[Exercise requirements] Continue the blog post on vintage British posters below, starting right after its last sentence.

[Text block]
....
Jam and newspapers

Temple Gate in Bristol, 1961.  Which, I can testify, looks nothing like that now.

Posters on display in Temple Gate Bristol 1961

But just look at those posters on the right.  This is not just because, as ever, it’s both rare and wonderful to see posters out in the wild, but also because, taken as a group, they are not bad.  Admittedly I wouldn’t pay money for the Chivers one, but the design for Rozalex (bottom left) is rather good, as is the utterly unidentifiable one above it.  In case you’re wondering, Rozalex is a barrier cream to keep off dirt and you can still buy it today.  Should you wish.

Also interesting is the Guardian advert.  Is that them feeling that they have to keep up with Patrick Tilley’s adverts for the Sunday Times?  I will have to investigate…

Addendum:  I’m pulling this up from the comments, because it’s a great photo of the CWS poster in another location – Roman Road to be precise.

Roman Road 1960s with poster

The image comes from East London History.

And the other posters are, as is so often the case, not that good.

At Home

I probably can’t apologise long and hard enough for the absence of any blog posts recently, but works on Crownfolio Towers have rather taken precedence for the last month.  I now know more about lime washing than, frankly, I ever wished to.

Please have this James Fitton by way of recompense.

James Fitton Abbey Road poster

A normal service will – I hope – return in the New Year.

Worth it in the long run

I am rushing in just to tell you about Great Central Railwayana.  I’ve had the catalogue for ages, and been meaning to write about it for ages, and now, suddenly, the auction is this Saturday.  I blame the builders.

Once again, there are a good selection of posters on offer, ten times the number that you’d find at a railwayana auction even a few years ago, but I’m finding it hard to get overly excited about them as they mostly consist of the usual suspects, like Terence Cuneo.

1950 Terence Cuneo British Railways poster Tay Bridge Dundee
Terence Cuneo, 1950.

And nice pictures of landscapes from the 1950s, there are lots of those.

Wye Valley Gyrth Russell British Railways poster 1955
Gyrth Russell, 1955.

Although as seaside posters go, this one is quite special.

1955 Henry Stringer Clacton on Sea British Railways Poster
Henry Stringer, 1955.

While this bit of Dorset coast is an unusual departure from Alan Durman’s usual subject matter and style, but rather good with it.

Alan Durman British Railways Poster Dorset

And, after his star turn at the Great Northern Auction, they’ve also dug out another unusual Lander which I quite like.

1955, Reg Lander Bournemouth British Railways poster
R. M. Lander, 1955.

I also like this poster, although for no particular reason that I can articulate.

1955 Greene Ribblesdale British Railways poster
John Greene, 1955.

It’s green, will that do?  As is this one.

Badmin Derbyshire dales British Railways poster 1950
S. R. Badmin, 1950.

There is another Badmin coach poster lurking in there too, which might end up being a bit of a bargain, as coach posters often are at railway auctions.

Enjoy the Riches of Britain by Lincolnshire Road Car Company Ltd S R Badmin Coach poster

There on the other hand, it might not.
....
Records from a data collection:
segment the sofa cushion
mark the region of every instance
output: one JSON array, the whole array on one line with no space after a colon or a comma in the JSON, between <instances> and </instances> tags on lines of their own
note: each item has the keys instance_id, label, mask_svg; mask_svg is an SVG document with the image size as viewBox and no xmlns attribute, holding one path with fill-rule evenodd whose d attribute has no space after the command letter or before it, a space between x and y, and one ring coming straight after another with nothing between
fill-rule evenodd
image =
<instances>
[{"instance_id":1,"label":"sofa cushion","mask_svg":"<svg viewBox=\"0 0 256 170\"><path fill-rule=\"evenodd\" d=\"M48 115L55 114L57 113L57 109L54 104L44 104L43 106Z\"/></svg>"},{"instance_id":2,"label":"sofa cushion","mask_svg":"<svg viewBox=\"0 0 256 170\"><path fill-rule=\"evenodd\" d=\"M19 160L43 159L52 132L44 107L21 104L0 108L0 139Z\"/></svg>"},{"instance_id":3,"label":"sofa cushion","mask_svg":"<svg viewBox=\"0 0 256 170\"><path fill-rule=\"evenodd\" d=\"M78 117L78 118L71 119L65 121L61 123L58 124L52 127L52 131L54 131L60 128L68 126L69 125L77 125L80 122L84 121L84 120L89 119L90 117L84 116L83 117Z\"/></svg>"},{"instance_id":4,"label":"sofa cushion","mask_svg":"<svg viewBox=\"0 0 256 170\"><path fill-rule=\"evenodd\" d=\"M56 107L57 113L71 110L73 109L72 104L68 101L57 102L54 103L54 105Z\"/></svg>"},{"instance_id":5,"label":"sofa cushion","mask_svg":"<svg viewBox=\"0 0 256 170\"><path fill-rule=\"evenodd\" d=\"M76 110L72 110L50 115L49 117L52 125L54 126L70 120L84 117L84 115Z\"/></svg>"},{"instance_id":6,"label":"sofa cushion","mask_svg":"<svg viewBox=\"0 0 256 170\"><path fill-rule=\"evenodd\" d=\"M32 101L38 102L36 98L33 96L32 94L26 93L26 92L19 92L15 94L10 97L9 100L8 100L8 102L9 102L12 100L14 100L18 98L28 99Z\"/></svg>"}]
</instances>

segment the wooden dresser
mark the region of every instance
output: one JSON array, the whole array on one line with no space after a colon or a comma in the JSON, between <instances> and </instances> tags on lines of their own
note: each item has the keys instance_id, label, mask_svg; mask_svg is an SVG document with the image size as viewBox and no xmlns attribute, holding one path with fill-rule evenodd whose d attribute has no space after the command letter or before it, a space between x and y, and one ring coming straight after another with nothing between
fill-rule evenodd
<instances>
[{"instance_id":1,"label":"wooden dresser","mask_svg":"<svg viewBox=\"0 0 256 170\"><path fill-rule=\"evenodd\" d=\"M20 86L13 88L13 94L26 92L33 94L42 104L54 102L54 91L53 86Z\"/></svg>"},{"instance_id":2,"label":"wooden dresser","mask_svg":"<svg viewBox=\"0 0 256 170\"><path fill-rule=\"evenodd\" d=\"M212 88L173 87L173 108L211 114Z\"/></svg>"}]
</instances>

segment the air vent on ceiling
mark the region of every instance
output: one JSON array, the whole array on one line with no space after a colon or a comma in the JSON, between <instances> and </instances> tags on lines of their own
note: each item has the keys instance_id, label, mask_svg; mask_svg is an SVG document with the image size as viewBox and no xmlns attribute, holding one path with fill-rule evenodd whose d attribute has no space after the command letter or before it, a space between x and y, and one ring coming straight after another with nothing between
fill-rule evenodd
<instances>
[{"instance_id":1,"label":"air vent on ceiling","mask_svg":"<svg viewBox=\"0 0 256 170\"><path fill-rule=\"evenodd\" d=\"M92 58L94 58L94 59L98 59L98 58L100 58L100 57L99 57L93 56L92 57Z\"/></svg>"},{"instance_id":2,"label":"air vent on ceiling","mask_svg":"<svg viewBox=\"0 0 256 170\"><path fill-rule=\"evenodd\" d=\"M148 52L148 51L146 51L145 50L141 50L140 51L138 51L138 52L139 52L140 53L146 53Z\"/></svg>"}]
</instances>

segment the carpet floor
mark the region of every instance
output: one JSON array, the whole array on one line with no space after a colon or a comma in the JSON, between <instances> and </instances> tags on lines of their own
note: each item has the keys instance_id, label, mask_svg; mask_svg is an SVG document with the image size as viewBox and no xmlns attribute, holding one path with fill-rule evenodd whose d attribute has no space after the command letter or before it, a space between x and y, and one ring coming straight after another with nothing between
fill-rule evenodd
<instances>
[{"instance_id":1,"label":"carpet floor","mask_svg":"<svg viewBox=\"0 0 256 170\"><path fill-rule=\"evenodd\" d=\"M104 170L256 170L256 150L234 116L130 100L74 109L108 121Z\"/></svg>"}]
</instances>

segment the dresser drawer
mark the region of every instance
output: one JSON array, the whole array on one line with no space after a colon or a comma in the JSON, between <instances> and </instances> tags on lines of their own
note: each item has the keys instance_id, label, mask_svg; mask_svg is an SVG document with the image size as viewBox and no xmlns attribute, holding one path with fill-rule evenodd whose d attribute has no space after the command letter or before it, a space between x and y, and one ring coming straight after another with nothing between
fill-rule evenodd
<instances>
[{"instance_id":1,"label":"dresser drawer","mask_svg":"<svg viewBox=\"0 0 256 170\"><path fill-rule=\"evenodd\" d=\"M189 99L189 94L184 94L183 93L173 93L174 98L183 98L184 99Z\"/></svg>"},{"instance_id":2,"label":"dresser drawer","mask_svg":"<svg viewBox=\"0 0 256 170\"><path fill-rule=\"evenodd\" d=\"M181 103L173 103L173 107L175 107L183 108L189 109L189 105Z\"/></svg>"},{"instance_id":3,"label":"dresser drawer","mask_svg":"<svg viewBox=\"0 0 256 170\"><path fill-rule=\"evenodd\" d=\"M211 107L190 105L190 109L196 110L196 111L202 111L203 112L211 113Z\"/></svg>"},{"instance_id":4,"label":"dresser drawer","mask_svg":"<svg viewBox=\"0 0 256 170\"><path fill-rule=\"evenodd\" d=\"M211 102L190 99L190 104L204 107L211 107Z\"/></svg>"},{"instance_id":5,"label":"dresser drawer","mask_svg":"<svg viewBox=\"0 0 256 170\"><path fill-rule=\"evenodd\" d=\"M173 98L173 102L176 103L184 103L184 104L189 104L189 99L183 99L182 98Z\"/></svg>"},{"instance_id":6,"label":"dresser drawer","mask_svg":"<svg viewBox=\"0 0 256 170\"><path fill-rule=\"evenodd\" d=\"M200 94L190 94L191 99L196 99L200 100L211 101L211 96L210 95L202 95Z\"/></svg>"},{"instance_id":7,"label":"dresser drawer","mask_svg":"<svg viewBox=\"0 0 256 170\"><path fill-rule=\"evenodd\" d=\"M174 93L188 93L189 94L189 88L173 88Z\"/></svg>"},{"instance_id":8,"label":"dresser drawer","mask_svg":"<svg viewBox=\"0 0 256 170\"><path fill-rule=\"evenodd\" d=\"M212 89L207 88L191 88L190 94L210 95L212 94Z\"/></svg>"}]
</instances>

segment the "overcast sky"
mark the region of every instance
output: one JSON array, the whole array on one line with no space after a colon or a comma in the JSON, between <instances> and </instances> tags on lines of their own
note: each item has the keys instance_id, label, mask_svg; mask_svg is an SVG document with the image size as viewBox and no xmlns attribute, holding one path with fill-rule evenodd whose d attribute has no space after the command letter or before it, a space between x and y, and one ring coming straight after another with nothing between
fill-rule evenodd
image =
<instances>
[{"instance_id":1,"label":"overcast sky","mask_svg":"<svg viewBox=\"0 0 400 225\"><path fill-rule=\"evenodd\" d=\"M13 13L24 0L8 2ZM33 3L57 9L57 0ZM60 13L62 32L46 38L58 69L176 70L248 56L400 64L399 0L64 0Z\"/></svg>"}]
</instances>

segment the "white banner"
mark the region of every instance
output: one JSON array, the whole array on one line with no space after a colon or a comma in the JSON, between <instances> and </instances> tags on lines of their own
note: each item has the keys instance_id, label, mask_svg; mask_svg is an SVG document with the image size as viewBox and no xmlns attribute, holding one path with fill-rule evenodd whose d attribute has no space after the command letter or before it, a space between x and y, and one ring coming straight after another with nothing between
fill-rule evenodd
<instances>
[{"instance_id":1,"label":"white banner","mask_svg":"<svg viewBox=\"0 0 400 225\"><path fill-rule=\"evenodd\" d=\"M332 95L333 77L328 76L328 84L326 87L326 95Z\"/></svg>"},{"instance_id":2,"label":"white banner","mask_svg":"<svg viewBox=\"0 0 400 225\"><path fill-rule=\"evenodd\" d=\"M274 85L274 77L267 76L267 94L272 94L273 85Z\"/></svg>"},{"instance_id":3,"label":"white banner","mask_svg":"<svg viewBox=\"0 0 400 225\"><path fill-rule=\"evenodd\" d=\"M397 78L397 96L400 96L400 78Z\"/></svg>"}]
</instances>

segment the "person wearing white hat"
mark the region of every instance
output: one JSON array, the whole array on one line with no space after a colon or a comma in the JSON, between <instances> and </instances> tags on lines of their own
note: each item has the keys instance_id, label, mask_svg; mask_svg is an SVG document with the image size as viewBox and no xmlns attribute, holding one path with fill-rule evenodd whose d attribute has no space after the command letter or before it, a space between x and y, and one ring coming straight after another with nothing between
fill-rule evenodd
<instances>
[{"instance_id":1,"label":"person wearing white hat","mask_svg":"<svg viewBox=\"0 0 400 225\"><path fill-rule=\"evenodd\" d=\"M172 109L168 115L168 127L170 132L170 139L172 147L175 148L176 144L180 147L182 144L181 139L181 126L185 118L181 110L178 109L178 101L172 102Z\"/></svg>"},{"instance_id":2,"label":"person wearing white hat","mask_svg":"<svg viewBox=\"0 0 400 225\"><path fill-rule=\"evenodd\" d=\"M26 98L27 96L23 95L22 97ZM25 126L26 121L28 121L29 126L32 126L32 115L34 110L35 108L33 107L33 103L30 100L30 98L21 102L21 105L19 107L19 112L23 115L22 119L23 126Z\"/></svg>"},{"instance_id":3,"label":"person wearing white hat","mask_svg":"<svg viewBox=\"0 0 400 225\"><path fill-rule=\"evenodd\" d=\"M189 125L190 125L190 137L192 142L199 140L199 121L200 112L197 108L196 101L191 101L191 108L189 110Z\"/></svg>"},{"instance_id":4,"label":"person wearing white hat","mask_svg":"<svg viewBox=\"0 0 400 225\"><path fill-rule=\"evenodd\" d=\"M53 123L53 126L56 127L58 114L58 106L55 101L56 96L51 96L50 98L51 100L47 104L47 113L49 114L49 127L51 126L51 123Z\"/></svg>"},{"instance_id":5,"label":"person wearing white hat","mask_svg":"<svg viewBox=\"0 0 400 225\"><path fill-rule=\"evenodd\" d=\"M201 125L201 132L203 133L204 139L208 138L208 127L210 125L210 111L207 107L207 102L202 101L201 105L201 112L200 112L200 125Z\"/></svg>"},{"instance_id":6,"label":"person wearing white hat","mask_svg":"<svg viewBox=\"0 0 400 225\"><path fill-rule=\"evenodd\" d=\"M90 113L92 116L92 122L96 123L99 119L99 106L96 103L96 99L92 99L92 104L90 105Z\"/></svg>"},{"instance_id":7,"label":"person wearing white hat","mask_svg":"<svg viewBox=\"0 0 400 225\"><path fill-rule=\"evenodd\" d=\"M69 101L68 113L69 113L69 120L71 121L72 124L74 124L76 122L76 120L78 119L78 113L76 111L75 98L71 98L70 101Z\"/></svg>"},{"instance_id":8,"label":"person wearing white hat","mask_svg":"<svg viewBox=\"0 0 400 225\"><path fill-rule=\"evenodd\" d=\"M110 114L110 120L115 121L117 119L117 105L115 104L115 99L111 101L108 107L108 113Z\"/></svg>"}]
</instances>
....
[Written response]
But if you want good design, this Karo has to be the best poster in the sale by a long chalk.  It will be interesting to see what it goes for.

Travel In Rail Comfort - It's Worth It In The Long Run' by Karo British Railways poster

Also on my favourites list is this Kelly, which I’ve written about before.

Kelly new brighton British railways poster spade 1955
Kelly, 1955.

Its (even better) pair was up in the Great Northern sale a couple of weeks ago.

Kelly new Brighton British Railways poster 1955

You may have noticed that I didn’t mention it.  But sadly we were outbid, quite considerably.  Hey ho.  Prices were generally quite high there, especially considering that it’s a brand new sale, but that’s a subject I’ll come back to next week.

But if you really want good design, the best example in the sale isn’t actually a poster.  It’s this.

Hans Schleger London Transport bus roundel

That’s Hans Schleger’s design work for London Transport there, from 1957, and very good it is too.

Pictorial posters, cheap

I’ve never come across Bristol Railwayana Auctions before now. Given that there are only two posters in their current sale, this is perhaps not so surprising.

They are, however, about to auction this.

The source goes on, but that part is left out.